TEXT EXTRACT:

* START *

# Paludarium cost



## Darks!de (Nov 16, 2004)

Hey all, new to the site...i've been thinking of starting a new aquarium project with a 40-55ish tank, but then came across this site. I'm pretty new to this stuff, so i was wondering if the cost of a paludarium would be very costly. Excluding the animals, how would the cost of building a paludarium compare to setting up a freshwater tank of the same size? Thanks all.

-Luke


----------



## Guest (Nov 17, 2004)

Im looking at a 56 pauladarium too. From what ive added up its quite expensive. 

If u want fish u need clear water and that means some filter. I think a canister would be the best so u could also have a stream but thats at least $60.

Lights for a 56 like $100 plus bulbs so another $60 

Then the tank wich is the costly thing (but u already have one).

Some sort of thing to put it on

Plants: for a big tank would be alot maybe $70 

Glass for a lid like $30

And then all the other bits and bobs: eggcrate, substrate, background ( can really be costly)

So it seems alot idk maybe some one with experience building these could chime in. 8) I never set up freshwater tanks my mom always used to pay for those so i cant really compare but I would a NOT top of the line fish tank would be cheaper. Now I know people are gonna say well it can be really expensive (Co2 systems and all that good stuff) but im just talking a standard system :!:


----------



## bgexotics (Feb 24, 2004)

I have done both, and actually depending on how you do things, a paludarium can be cheaper. You can get pretty inventive when it comes to building materials.

Some of the ways to cut corners:
-Buying pea gravel at Lowe's or Home Depot (~$3.00 for 50 lbs.)
(also works for aquariums, just rinse thoroughly to remove foreign materials)
-Buying plants at Lowe's or even from places like Peace of the Tropics isn't too bad. A $5 pothos plant while not the prettiest, works fine and goes a long way. Always rinse plants thoroughly to remove any fertilizer.

* END *

INFORMATION SHOWN:
* START *

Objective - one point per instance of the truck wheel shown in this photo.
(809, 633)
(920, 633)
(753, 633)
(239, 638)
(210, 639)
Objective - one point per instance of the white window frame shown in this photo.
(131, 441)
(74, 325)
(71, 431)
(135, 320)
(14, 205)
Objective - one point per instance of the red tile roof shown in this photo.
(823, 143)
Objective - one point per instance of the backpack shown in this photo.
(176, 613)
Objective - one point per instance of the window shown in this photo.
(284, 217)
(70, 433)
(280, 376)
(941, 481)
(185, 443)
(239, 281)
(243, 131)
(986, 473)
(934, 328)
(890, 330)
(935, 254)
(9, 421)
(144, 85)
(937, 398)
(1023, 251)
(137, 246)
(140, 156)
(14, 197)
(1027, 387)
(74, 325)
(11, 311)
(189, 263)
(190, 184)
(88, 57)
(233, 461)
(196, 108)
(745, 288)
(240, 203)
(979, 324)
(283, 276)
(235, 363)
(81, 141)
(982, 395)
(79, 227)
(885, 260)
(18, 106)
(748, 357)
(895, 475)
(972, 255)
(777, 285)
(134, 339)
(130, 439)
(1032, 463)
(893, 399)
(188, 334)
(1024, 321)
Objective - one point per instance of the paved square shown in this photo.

* END *
* START *

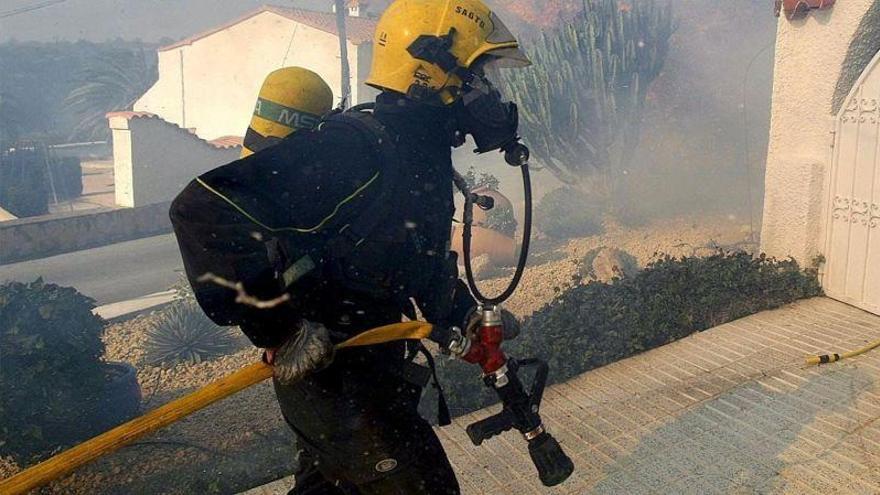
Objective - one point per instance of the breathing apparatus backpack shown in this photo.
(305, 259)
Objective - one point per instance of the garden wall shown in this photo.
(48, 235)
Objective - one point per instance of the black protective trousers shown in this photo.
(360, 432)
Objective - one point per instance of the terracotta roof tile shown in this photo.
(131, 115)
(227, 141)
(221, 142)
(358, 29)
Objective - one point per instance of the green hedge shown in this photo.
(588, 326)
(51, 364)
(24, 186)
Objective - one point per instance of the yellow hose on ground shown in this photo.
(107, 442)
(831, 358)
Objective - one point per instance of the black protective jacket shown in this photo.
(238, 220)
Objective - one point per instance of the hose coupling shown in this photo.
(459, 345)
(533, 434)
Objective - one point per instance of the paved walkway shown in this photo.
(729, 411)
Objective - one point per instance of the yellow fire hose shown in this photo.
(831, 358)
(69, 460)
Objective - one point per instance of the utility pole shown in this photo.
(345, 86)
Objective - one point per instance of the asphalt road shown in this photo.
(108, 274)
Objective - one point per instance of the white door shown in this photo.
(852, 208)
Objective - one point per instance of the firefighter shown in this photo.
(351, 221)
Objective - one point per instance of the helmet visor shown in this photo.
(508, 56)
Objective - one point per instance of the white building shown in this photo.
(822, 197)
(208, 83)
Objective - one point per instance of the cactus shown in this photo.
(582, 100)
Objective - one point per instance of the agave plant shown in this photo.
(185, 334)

* END *
* START *

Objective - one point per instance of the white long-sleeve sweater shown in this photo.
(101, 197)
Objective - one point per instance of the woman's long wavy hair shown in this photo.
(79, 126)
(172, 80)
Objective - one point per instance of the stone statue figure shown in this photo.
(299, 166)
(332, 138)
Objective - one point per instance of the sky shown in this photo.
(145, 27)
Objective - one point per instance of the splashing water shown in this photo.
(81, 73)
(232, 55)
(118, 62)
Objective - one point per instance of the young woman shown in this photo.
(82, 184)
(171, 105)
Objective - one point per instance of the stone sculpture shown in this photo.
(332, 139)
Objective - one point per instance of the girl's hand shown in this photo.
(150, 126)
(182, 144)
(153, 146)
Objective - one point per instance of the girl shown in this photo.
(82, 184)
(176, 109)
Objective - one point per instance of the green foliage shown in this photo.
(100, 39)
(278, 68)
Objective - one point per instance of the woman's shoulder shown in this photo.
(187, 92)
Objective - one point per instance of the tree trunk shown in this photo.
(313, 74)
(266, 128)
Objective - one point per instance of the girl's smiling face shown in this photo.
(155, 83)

* END *

REQUIRED TASK 1:
In the paludarium cost thread, list every item the post from Guest gives a dollar amount for, along with that amount.
REQUIRED TASK 2:
According to the paludarium cost thread, what does pea gravel cost at Lowe's or Home Depot?
REQUIRED TASK 3:
Pick up the paludarium cost thread right after its final sentence and keep writing.

TASK OUTPUT 1:
- Canister filter: at least $60
- Lights for a 56: about $100
- Bulbs: another $60
- Plants: maybe $70
- Glass for a lid: about $30

TASK OUTPUT 2:
About $3.00 for 50 lbs.

TASK OUTPUT 3:
-As far a lighting goes, I have never spent big money on fancy lights and my plants grow just fine, including orchids and bromeliads. A local reptile show should have plenty of cheap used aquarium light fixtures. I have also used cheap "Grow Lights" from Wlamart which hold 2 24" flourescent lights.
-Potting mixes can be done pretty cheaply as well. I have made my own using various mixtures, but I usually start with Eco-Earth coconut fiber bedding which is reasonably cheap and comes in expandable bicks.
-For decor, I have used sterilized rocks that I gathered from a creek on my farm as well as live moss that grows on my farm. Even cheaper yet is leaf litter which is free.

Of course I have saved all of my aquarium supplies and old aquariums which also helps cut costs, but you can do a 20-40 gallon paludarium to start and go from there. EVeryone has their own preferences and through trial and error have found out what works for them. I would look at several pictures of different terrarium designs and also think about what kind of herps you want to keep before building anything.

My dream paluadrium would be a 75 bowfron with rock cliffs containing brackish fish and mudskippers. There used to a tank like that at the store where I worked and watching the mudskippers "fight" all day was very entertaining.


----------



## Guest (Nov 17, 2004)

For lighting people seem to suggest 48" shop lights and that would be perfect for a 55 gallon. Its about $25 for the light fixture that holds two t8 bulbs and someone recomended getting the more expensive "daylight" bulbs which i beleive i was told adre $6.50 for 1 or two i dont remember.... heres a link to a post i had with better detailsof these lights http://www.dendroboard.com/phpBB2/viewtopic.php?t=3862


----------



## geckguy (Mar 8, 2004)

The fixtures are usually $8, you have to look around home depot, they are just in boxes, not on display.


----------



## Darks!de (Nov 16, 2004)

Hmmm...doesn't sound so bad...well can you guys just post some really helpful sites that might cover building a paludarium/vivarium and listing some needed items/animal specs. That would be very helpful. I found a few on the site, but i bet there are many more which you all are familiar with. Thanks so much. 

Oh, and where do you guys get all your frogs and such from? (I live on Long Island, NY, if that helps...)

-Luke


----------



## Guest (Nov 22, 2004)

http://www.csd.net/~cgadd/aqua/46g.htm this guy has a nice 46 gallon paludarium that he set up using foam for his back wall and cliifs. i usd his method on a 110 gallon that i set up (not for darts though) that cost me about $1200 total to set up. grant it, i dont have $40 animals in it though. i have prolly only $50 total in all of the animals and another $60-70 in fish.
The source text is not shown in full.